List every line of the listing below that contains the word "come", copying each such line in full.

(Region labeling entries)
■ ■ ■

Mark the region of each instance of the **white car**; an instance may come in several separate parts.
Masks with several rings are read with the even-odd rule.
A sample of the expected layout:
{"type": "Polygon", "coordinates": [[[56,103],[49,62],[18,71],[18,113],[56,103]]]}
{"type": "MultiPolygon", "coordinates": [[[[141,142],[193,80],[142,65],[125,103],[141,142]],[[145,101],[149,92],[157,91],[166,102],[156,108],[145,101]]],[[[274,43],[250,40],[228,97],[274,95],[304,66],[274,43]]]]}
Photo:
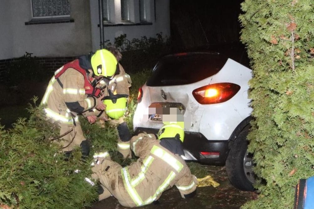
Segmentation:
{"type": "Polygon", "coordinates": [[[253,191],[253,164],[246,140],[252,74],[240,64],[241,53],[233,55],[194,51],[162,57],[139,90],[133,127],[136,134],[156,133],[162,121],[149,118],[149,107],[178,108],[184,117],[184,159],[225,165],[234,185],[253,191]]]}

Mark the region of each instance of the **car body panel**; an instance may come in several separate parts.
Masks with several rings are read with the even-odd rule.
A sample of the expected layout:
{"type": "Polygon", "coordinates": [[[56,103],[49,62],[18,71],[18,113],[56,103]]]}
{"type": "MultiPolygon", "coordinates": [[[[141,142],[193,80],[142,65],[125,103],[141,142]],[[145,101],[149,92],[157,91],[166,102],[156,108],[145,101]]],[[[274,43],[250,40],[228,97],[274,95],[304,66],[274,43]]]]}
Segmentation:
{"type": "Polygon", "coordinates": [[[180,102],[185,107],[185,131],[200,133],[208,140],[228,140],[237,126],[252,112],[248,106],[250,100],[247,98],[248,82],[252,76],[251,70],[229,59],[218,73],[198,82],[153,87],[145,84],[142,87],[142,102],[138,104],[134,113],[134,128],[158,129],[162,125],[160,120],[149,119],[148,107],[152,103],[180,102]],[[198,88],[222,82],[235,83],[241,88],[231,99],[219,104],[200,104],[192,95],[193,91],[198,88]],[[190,123],[187,123],[189,121],[190,123]]]}

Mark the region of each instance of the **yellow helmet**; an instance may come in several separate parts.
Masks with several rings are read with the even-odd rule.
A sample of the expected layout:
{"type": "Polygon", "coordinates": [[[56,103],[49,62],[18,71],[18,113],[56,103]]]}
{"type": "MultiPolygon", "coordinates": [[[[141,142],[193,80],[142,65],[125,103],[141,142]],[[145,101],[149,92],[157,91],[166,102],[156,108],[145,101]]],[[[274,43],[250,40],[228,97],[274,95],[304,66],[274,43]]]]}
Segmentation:
{"type": "Polygon", "coordinates": [[[127,97],[125,94],[105,97],[103,103],[107,106],[105,110],[107,115],[113,119],[118,119],[124,115],[127,111],[127,97]]]}
{"type": "Polygon", "coordinates": [[[114,55],[107,50],[97,50],[91,58],[92,67],[96,76],[110,78],[116,72],[118,61],[114,55]]]}
{"type": "Polygon", "coordinates": [[[181,126],[176,123],[164,125],[157,134],[159,139],[164,138],[176,138],[183,142],[184,139],[184,131],[181,126]]]}

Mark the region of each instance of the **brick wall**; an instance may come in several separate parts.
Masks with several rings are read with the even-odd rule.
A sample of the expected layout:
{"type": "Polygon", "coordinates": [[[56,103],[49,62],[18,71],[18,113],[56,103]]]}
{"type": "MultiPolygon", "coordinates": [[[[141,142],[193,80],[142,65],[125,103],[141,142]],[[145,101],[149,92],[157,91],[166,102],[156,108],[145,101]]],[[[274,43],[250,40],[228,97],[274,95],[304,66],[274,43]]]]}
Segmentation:
{"type": "MultiPolygon", "coordinates": [[[[48,71],[54,71],[64,64],[77,58],[77,57],[35,57],[43,69],[48,71]]],[[[19,59],[19,58],[14,58],[0,60],[0,81],[3,81],[5,78],[5,70],[7,65],[16,62],[19,59]]]]}

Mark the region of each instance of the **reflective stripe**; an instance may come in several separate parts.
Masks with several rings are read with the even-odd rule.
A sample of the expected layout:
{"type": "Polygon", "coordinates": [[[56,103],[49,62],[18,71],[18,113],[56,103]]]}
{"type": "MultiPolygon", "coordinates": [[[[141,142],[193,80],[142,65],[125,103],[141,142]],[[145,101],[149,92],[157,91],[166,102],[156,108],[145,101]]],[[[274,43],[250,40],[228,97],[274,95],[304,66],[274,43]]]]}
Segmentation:
{"type": "MultiPolygon", "coordinates": [[[[145,162],[146,162],[145,165],[146,167],[149,167],[149,165],[150,165],[150,164],[151,163],[151,162],[152,161],[152,160],[154,159],[154,157],[152,157],[152,158],[151,159],[149,159],[148,158],[147,159],[147,160],[145,162]]],[[[142,166],[142,167],[143,168],[143,169],[146,169],[146,170],[148,168],[145,168],[145,166],[142,166]]],[[[142,168],[141,168],[141,169],[142,168]]],[[[133,200],[133,201],[134,202],[134,203],[137,206],[140,206],[143,205],[148,205],[152,202],[153,201],[156,199],[157,196],[160,194],[162,193],[169,185],[170,185],[170,182],[176,177],[176,174],[175,172],[173,171],[171,172],[170,173],[164,182],[156,190],[155,194],[153,196],[151,196],[148,198],[145,201],[144,203],[143,202],[142,199],[136,191],[136,190],[134,188],[134,187],[135,186],[133,186],[133,185],[131,185],[131,184],[135,184],[135,186],[137,185],[138,184],[136,184],[137,182],[136,182],[135,181],[139,180],[138,180],[138,178],[140,178],[142,180],[143,179],[143,177],[142,177],[143,176],[143,174],[139,175],[138,177],[133,180],[133,182],[132,183],[130,183],[130,175],[127,171],[127,167],[125,167],[122,169],[121,170],[121,172],[122,176],[122,179],[123,180],[123,183],[124,184],[124,186],[127,190],[127,193],[128,193],[129,195],[130,195],[130,196],[133,200]]],[[[144,176],[144,178],[145,176],[144,176]]]]}
{"type": "Polygon", "coordinates": [[[85,95],[85,90],[84,89],[80,89],[78,90],[78,93],[81,95],[85,95]]]}
{"type": "Polygon", "coordinates": [[[127,170],[127,167],[123,168],[121,170],[122,179],[124,184],[124,186],[130,196],[137,206],[143,205],[144,203],[138,193],[136,190],[133,188],[130,183],[130,176],[127,170]]]}
{"type": "Polygon", "coordinates": [[[130,149],[130,143],[118,143],[118,147],[122,149],[130,149]]]}
{"type": "Polygon", "coordinates": [[[131,77],[130,77],[130,75],[128,74],[126,74],[124,75],[124,77],[127,78],[129,78],[130,79],[131,79],[131,77]]]}
{"type": "Polygon", "coordinates": [[[133,152],[134,152],[134,154],[136,154],[136,153],[135,152],[135,145],[136,144],[136,143],[137,143],[139,140],[141,140],[142,138],[143,138],[143,137],[138,137],[138,138],[135,142],[132,144],[132,145],[133,147],[133,152]]]}
{"type": "Polygon", "coordinates": [[[109,113],[109,112],[119,112],[120,111],[123,111],[125,112],[127,110],[127,108],[119,108],[119,109],[114,109],[112,110],[106,110],[105,111],[106,112],[106,113],[109,113]]]}
{"type": "Polygon", "coordinates": [[[117,82],[120,82],[120,81],[123,81],[123,76],[119,76],[116,77],[116,80],[117,81],[117,82]]]}
{"type": "Polygon", "coordinates": [[[180,161],[163,149],[155,145],[153,147],[153,148],[150,150],[150,153],[168,163],[169,165],[173,168],[178,172],[180,172],[183,168],[183,165],[180,161]]]}
{"type": "Polygon", "coordinates": [[[194,181],[192,180],[192,183],[189,185],[183,186],[177,186],[177,188],[178,188],[178,189],[180,190],[185,191],[186,190],[187,190],[192,188],[195,185],[195,183],[194,183],[194,181]]]}
{"type": "Polygon", "coordinates": [[[114,83],[116,82],[116,78],[114,78],[112,79],[112,80],[111,80],[109,81],[109,85],[111,85],[113,83],[114,83]]]}
{"type": "MultiPolygon", "coordinates": [[[[94,99],[93,99],[94,100],[94,99]]],[[[87,109],[90,109],[92,108],[92,102],[90,101],[90,98],[86,98],[84,100],[87,103],[87,109]]]]}
{"type": "Polygon", "coordinates": [[[53,90],[52,84],[53,84],[53,83],[55,82],[56,81],[56,80],[55,79],[55,77],[54,76],[53,76],[51,78],[51,79],[50,79],[49,84],[48,85],[48,86],[47,87],[47,89],[46,90],[46,92],[45,93],[45,95],[44,95],[42,99],[41,100],[41,103],[42,104],[45,104],[47,103],[47,101],[48,99],[48,97],[50,94],[50,93],[51,93],[51,91],[53,90]]]}
{"type": "Polygon", "coordinates": [[[148,170],[150,165],[154,160],[154,158],[151,155],[149,155],[144,160],[143,165],[141,167],[141,171],[138,174],[138,175],[131,181],[131,185],[133,187],[135,187],[145,178],[145,173],[148,170]]]}
{"type": "Polygon", "coordinates": [[[173,171],[171,171],[170,174],[168,175],[168,177],[167,177],[166,180],[164,181],[164,182],[161,184],[161,185],[156,190],[156,191],[154,195],[150,197],[145,201],[145,204],[148,205],[151,203],[153,201],[155,200],[157,196],[159,194],[162,193],[162,192],[164,191],[169,186],[171,181],[175,177],[176,174],[175,173],[175,172],[173,171]]]}
{"type": "Polygon", "coordinates": [[[95,185],[95,183],[93,182],[93,181],[92,181],[92,180],[90,180],[87,177],[85,178],[85,180],[88,182],[89,184],[90,184],[92,186],[94,186],[95,185]]]}
{"type": "MultiPolygon", "coordinates": [[[[55,112],[49,108],[45,108],[44,109],[46,112],[47,116],[50,117],[56,121],[60,121],[60,122],[67,124],[73,124],[73,121],[72,117],[66,117],[62,115],[60,115],[55,112]]],[[[77,116],[75,117],[75,120],[78,120],[78,118],[77,116]]]]}
{"type": "Polygon", "coordinates": [[[176,128],[181,128],[182,130],[183,130],[183,128],[181,127],[181,126],[176,123],[170,123],[169,125],[165,125],[162,127],[163,128],[166,128],[168,127],[173,127],[176,128]]]}
{"type": "Polygon", "coordinates": [[[106,158],[109,155],[109,153],[107,152],[100,152],[99,153],[95,153],[93,157],[94,158],[106,158]]]}
{"type": "Polygon", "coordinates": [[[105,82],[105,81],[103,80],[101,80],[100,81],[99,81],[99,83],[102,85],[103,85],[104,84],[106,84],[106,82],[105,82]]]}
{"type": "Polygon", "coordinates": [[[85,89],[76,89],[71,88],[69,88],[63,89],[63,94],[66,94],[75,95],[77,95],[79,94],[80,94],[84,95],[85,94],[85,89]]]}

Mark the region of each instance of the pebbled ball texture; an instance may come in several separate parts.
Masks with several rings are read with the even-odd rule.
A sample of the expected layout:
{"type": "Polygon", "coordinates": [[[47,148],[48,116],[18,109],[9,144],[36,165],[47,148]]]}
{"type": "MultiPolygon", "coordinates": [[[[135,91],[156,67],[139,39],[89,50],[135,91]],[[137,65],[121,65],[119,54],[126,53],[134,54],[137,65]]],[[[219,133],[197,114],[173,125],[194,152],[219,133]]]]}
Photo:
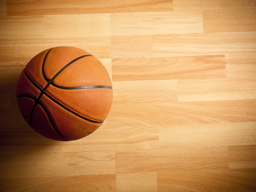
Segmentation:
{"type": "Polygon", "coordinates": [[[17,94],[26,122],[42,135],[69,141],[94,131],[112,104],[112,84],[102,63],[80,49],[60,47],[35,56],[22,71],[17,94]]]}

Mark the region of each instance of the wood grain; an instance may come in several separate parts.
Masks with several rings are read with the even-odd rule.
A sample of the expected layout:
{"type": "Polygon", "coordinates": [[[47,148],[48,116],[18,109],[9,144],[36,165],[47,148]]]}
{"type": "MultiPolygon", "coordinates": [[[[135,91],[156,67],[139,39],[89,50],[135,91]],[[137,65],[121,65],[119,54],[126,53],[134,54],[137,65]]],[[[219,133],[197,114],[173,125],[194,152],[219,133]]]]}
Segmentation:
{"type": "Polygon", "coordinates": [[[112,58],[150,57],[153,55],[152,35],[112,36],[112,58]]]}
{"type": "Polygon", "coordinates": [[[208,169],[157,172],[158,191],[253,191],[255,170],[208,169]],[[182,178],[182,179],[180,179],[182,178]]]}
{"type": "Polygon", "coordinates": [[[254,78],[182,79],[178,80],[178,87],[180,102],[256,99],[254,78]]]}
{"type": "Polygon", "coordinates": [[[75,47],[86,50],[98,58],[111,58],[108,37],[8,39],[0,41],[0,45],[1,66],[25,66],[38,53],[58,46],[75,47]]]}
{"type": "Polygon", "coordinates": [[[172,0],[47,0],[31,2],[9,0],[8,15],[77,14],[119,12],[159,12],[172,10],[172,0]],[[125,5],[125,6],[124,6],[125,5]]]}
{"type": "Polygon", "coordinates": [[[230,169],[256,168],[256,145],[229,146],[230,169]]]}
{"type": "MultiPolygon", "coordinates": [[[[20,118],[20,121],[23,120],[21,118],[22,117],[20,118]]],[[[7,121],[3,121],[7,124],[7,121]]],[[[15,131],[11,131],[10,129],[5,131],[1,130],[0,151],[2,154],[37,154],[38,151],[44,154],[60,151],[71,153],[114,151],[128,150],[131,148],[156,148],[159,146],[158,129],[157,127],[111,128],[104,124],[95,131],[95,134],[88,136],[86,140],[60,143],[50,142],[49,140],[33,131],[29,126],[25,126],[27,125],[26,122],[22,122],[20,127],[12,129],[15,131]]]]}
{"type": "Polygon", "coordinates": [[[157,173],[127,173],[116,174],[116,190],[120,192],[157,191],[157,173]]]}
{"type": "Polygon", "coordinates": [[[0,185],[10,192],[114,192],[115,183],[115,175],[0,179],[0,185]]]}
{"type": "Polygon", "coordinates": [[[233,10],[255,7],[253,0],[174,0],[174,11],[233,10]]]}
{"type": "Polygon", "coordinates": [[[137,81],[113,82],[113,102],[116,105],[177,101],[177,80],[137,81]],[[154,88],[154,91],[152,90],[154,88]]]}
{"type": "Polygon", "coordinates": [[[0,17],[1,39],[42,38],[44,17],[0,17]]]}
{"type": "Polygon", "coordinates": [[[255,32],[157,35],[153,49],[155,56],[224,55],[227,63],[244,63],[256,61],[256,39],[255,32]]]}
{"type": "Polygon", "coordinates": [[[113,174],[115,152],[2,155],[0,166],[2,178],[113,174]]]}
{"type": "Polygon", "coordinates": [[[0,1],[0,16],[6,15],[6,0],[0,1]]]}
{"type": "MultiPolygon", "coordinates": [[[[254,8],[256,8],[256,6],[254,8]]],[[[205,33],[256,30],[255,9],[204,11],[204,32],[205,33]]]]}
{"type": "Polygon", "coordinates": [[[203,30],[201,11],[112,13],[110,16],[112,35],[196,33],[203,30]]]}
{"type": "Polygon", "coordinates": [[[155,100],[150,105],[116,105],[114,101],[106,124],[119,127],[249,122],[256,119],[255,106],[255,99],[180,102],[155,100]]]}
{"type": "Polygon", "coordinates": [[[0,191],[256,191],[255,10],[254,0],[0,1],[0,191]],[[58,46],[88,52],[113,81],[108,117],[78,140],[40,135],[17,102],[21,70],[58,46]]]}
{"type": "Polygon", "coordinates": [[[167,173],[175,170],[226,169],[228,166],[227,156],[227,148],[225,146],[116,151],[116,173],[167,173]]]}
{"type": "Polygon", "coordinates": [[[159,144],[166,148],[256,144],[255,122],[161,126],[159,130],[159,144]]]}
{"type": "Polygon", "coordinates": [[[256,68],[253,63],[236,64],[226,64],[227,76],[228,77],[256,77],[256,68]]]}
{"type": "Polygon", "coordinates": [[[109,36],[109,14],[70,15],[44,16],[47,38],[109,36]],[[56,24],[56,23],[58,23],[56,24]],[[93,23],[93,27],[90,27],[93,23]]]}
{"type": "Polygon", "coordinates": [[[116,58],[112,66],[115,81],[226,76],[223,55],[116,58]]]}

■ ■ ■

__EXERCISE RESPONSE__:
Mark the region of each instance of the **white car**; an instance may come in several separate parts.
Mark the region of each instance of the **car body panel**; an instance may come in several separate parts.
Mark the region of each instance of the **yellow helmet**; an instance may come in several separate parts.
Mark the region of each instance of the **brick wall**; an instance may come in several separate parts.
Mark the region of each instance of the **reflective stripe**; an instance may come in several separate parts.
Mark the region of each instance of the pebbled ball texture; an instance may come in several separate parts.
Mark the region of each instance of the wood grain; an instance may come in several separate parts.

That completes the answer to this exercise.